### Énoncé:
Traduisez en anglais, s'il vous plaît, cette phrase du texte sur la crise du discours politique : « A force de parler ainsi de la crise, le discours politique est entré en crise. »

### Bloc de texte:
+++
Ségolène Royal et le grand chambardement
Ségolène
Royal peut compter avec un paysage en total décomposition qui ouvre des
espaces entièrement nouveaux au lendemain d'élections régionales qui
vont symboliser un système politique à bout de souffle.
Le
discours sur la crise a engendré une crise du discours politique.
La crise a envahi le discours politique. La crise explique tout,
justifie tout et son contraire. Régulièrement, sur l'air du "c'est la
faute à la crise", tous les hommes politiques, à gauche comme à droite,
se retrouvent pour justifier leur impuissance ou leur impopularité.
Cette abondance a dénaturé le mot crise. Il est devenu un non-événement
suscitant ni émotion ni réflexion. Tout est en crise : l'économie, les
moyens de la fonction publique, la surveillance pénitentiaire, la
sécurité scolaire ... pas un secteur n'échappe à la crise.
Ecran ou excuse, la référence à la crise dissimule l'échec ou les choix
d'une politique.
A force de parler ainsi de la crise, le discours politique est entré en
crise.
L'histoire nous apprend que le discours de crise acquiert sa propre
identité.
Il existe une veine du discours politique de crise populaire et
démagogique qui porte en lui l'affrontement. Ce discours là fait appel à
des termes spécifiques. A grand renfort de caricatures et de formules
vengeresses, il fait parler souvent la plus mauvaise part de l'homme et
du citoyen. Ce qui gêne le plus dans ce genre de discours, c'est qu'il a
la prétention de "dire tout haut ce que tout le monde pense tout bas".
Ce type de langage, avec de qu'il a d'excessif et d'inquiétant, trouve
une certaine audience parce qu'il tranche résolument sur les autres. Il
laisse en route les nuances. Il "parle" directement.
Il fut un temps où les politiciens (comme on disait alors) s'exprimaient
dans un style lyrique et fleuri. C'est le créneau de Frêche.
Pour d'autres, le discours politique sous l'effet de la crise est
toujours contraint de perdre de son abstraction et de s'ouvrir aux
réalités concrètes. C'est cette évolution incontournable que le système
politique actuel est en train de rater.
Sur le plan national, la campagne des régionales tombe de plus en plus
bas.
Elle se déroule à côté des véritables questions liées à la crise.
Aujourd'hui, le JDD indique que 63 % des Français sont mécontents de la
politique conduite. Y a-t-il seulement un responsable de cette politique
qui cherche à expliquer, à donner des raisons, à fournir des
explications. Non, la méthode est toute trouvée : "sondage n'est pas
vote". Ainsi, les Français diraient non dans les sondages mais oui dans
les isoloirs : belle considération pour les citoyens Français ...
+++
### Lignes enregistrées:
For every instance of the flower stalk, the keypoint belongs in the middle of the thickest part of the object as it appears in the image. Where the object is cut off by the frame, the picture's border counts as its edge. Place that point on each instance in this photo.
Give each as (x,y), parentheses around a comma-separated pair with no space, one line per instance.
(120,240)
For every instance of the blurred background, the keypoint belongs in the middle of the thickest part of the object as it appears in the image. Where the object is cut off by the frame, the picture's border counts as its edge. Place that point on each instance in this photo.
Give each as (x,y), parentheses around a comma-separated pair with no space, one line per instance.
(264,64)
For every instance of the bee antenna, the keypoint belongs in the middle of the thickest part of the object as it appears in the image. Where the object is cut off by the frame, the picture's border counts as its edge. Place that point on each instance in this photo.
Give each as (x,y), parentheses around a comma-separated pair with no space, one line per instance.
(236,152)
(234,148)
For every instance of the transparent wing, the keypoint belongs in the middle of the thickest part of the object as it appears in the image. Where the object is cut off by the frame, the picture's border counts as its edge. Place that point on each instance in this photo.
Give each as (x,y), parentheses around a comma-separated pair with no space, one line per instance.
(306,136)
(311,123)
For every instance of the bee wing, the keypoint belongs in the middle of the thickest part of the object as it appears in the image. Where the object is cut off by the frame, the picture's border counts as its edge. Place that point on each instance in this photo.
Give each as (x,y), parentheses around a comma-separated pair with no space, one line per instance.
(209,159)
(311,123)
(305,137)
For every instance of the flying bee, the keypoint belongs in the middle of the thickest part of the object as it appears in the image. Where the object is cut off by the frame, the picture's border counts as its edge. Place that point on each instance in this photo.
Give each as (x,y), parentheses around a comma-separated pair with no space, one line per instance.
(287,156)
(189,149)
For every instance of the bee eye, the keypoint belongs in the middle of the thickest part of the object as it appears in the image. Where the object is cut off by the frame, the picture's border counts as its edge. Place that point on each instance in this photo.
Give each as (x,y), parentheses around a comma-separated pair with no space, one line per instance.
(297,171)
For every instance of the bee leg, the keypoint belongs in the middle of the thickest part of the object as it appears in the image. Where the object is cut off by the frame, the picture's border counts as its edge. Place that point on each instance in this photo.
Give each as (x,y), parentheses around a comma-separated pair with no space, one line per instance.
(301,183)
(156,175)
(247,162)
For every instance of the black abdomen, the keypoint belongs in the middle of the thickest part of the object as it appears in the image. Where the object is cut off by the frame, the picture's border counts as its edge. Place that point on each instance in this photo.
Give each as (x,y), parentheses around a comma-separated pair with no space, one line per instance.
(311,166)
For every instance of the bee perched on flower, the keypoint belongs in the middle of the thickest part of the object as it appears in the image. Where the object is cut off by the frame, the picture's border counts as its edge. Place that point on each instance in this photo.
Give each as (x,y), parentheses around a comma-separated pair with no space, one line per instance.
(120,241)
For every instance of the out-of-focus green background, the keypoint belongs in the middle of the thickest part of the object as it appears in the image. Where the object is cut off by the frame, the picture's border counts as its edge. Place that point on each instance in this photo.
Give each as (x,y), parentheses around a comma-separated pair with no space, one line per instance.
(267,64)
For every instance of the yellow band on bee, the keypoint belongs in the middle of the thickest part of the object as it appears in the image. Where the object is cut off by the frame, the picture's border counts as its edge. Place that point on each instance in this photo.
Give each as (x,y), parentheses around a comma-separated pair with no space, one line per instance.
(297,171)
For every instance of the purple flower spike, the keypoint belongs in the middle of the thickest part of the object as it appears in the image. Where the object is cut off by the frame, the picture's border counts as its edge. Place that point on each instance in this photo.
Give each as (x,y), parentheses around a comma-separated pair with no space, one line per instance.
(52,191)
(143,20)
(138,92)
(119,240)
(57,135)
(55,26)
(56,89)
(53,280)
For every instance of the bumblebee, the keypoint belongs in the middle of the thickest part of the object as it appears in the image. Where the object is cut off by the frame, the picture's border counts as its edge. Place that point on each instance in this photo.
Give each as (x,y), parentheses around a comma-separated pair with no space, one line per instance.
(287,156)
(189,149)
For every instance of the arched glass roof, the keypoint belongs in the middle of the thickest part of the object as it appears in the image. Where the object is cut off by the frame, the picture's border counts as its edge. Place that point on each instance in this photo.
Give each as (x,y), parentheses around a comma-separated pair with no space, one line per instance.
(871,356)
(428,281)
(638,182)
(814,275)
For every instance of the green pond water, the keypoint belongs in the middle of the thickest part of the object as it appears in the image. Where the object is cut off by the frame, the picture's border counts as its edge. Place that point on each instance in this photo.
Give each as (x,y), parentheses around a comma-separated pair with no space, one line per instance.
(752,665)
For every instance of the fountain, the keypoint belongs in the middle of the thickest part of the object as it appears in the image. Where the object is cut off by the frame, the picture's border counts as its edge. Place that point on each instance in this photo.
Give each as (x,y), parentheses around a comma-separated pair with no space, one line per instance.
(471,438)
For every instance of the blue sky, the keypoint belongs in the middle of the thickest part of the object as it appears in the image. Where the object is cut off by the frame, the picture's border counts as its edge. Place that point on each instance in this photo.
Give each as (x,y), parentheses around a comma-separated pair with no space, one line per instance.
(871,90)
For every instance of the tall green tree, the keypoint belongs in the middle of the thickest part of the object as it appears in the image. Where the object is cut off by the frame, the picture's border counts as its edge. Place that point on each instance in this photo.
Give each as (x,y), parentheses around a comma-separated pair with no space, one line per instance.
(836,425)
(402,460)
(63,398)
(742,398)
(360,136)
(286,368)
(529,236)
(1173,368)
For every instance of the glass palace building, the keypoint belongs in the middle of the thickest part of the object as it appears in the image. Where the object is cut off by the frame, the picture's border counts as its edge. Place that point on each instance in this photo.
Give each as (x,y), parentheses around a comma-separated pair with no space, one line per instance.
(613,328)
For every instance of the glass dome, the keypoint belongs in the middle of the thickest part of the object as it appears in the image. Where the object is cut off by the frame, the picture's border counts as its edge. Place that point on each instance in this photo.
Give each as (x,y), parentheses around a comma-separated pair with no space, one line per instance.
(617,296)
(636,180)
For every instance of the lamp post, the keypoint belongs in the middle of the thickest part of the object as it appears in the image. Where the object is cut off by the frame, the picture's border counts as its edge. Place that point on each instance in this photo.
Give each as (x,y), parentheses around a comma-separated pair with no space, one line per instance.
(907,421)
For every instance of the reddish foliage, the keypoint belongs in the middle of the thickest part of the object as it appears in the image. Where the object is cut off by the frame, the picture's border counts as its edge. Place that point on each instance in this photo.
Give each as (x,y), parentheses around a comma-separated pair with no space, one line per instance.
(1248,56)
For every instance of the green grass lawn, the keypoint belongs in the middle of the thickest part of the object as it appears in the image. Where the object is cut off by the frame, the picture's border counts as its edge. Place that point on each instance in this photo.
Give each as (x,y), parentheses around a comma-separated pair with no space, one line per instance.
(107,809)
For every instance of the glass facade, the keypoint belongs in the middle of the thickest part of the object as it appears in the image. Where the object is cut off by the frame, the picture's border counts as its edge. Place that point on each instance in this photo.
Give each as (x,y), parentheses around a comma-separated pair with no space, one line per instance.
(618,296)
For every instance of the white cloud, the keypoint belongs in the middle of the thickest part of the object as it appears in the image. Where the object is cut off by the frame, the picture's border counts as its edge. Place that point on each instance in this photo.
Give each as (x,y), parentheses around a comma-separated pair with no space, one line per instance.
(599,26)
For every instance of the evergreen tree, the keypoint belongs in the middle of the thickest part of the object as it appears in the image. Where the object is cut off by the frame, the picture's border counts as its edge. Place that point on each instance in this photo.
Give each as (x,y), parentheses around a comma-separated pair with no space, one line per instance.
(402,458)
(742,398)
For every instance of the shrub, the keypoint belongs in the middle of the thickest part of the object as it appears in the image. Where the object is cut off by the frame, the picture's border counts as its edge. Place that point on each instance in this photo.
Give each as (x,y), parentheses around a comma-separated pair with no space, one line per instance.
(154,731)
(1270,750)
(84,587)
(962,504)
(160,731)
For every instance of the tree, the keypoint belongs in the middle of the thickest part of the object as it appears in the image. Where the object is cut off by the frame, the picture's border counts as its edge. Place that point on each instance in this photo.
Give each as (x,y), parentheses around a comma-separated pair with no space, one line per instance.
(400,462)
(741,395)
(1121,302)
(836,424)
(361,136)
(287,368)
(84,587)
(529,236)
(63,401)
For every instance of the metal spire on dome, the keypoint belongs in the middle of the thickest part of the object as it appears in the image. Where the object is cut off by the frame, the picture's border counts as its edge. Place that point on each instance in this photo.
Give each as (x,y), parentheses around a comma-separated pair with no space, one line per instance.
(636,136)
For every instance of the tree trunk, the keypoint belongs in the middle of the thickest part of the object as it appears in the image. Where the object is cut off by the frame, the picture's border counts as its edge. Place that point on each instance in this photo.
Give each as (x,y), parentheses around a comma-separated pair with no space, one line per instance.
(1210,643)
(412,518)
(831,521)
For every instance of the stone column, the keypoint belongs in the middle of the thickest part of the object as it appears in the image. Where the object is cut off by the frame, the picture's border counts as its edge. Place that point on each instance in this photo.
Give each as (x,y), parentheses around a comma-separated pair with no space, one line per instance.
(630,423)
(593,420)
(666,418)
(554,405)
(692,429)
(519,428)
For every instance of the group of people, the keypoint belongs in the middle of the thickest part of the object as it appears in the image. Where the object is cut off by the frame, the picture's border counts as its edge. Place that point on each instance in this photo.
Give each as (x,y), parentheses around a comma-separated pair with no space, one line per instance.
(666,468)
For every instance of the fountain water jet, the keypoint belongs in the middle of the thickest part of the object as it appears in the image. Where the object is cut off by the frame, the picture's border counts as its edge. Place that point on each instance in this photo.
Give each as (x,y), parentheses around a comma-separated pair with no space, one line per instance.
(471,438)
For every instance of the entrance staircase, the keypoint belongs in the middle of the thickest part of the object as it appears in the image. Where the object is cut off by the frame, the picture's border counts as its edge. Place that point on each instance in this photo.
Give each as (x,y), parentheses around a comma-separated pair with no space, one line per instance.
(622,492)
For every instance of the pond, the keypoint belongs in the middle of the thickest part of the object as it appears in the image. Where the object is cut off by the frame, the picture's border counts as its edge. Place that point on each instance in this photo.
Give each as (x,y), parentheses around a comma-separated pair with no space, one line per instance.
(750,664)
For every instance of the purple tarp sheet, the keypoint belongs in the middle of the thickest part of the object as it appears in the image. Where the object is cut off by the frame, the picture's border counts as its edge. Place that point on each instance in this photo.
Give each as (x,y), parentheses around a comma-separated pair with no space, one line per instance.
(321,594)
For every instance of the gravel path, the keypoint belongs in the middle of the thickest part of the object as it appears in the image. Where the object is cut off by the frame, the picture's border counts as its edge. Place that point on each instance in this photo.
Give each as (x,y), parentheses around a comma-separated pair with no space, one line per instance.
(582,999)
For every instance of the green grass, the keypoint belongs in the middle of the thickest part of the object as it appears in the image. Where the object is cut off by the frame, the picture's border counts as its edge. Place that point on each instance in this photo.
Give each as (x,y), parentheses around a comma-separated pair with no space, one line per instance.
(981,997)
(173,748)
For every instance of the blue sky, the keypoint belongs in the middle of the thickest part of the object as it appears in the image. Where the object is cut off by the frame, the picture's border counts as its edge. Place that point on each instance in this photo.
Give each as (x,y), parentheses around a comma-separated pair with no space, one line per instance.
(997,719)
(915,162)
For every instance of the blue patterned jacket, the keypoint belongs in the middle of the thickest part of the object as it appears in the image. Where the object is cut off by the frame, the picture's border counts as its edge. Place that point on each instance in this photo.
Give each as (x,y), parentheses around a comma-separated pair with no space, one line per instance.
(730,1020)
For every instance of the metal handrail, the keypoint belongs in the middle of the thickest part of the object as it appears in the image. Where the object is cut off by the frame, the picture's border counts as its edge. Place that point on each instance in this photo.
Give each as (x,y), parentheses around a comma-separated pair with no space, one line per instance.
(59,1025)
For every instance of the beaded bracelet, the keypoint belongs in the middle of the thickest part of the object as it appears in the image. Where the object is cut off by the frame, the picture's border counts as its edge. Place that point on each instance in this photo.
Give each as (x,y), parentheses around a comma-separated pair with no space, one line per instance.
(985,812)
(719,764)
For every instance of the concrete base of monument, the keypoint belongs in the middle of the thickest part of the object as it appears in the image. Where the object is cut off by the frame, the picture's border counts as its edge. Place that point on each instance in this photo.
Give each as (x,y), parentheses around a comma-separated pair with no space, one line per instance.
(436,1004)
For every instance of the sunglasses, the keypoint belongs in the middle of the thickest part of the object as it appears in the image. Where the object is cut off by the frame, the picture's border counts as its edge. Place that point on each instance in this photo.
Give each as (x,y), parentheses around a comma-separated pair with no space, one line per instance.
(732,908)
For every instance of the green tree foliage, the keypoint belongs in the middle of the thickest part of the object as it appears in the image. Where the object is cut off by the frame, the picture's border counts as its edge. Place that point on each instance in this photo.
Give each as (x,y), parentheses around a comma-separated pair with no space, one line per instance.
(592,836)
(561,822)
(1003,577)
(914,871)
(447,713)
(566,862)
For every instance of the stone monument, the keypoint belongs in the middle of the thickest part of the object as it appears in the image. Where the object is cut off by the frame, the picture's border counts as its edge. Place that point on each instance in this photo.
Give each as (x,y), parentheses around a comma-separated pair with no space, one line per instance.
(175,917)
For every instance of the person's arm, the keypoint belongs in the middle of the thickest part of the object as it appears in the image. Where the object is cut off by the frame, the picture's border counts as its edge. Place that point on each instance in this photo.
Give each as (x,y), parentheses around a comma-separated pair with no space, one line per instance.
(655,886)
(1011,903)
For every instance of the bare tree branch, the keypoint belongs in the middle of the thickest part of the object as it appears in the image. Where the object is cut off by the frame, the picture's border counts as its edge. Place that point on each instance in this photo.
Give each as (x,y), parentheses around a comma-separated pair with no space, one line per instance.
+++
### Exercice corrigé:
By talking about the crisis this way so often, political discourse has gone into crisis.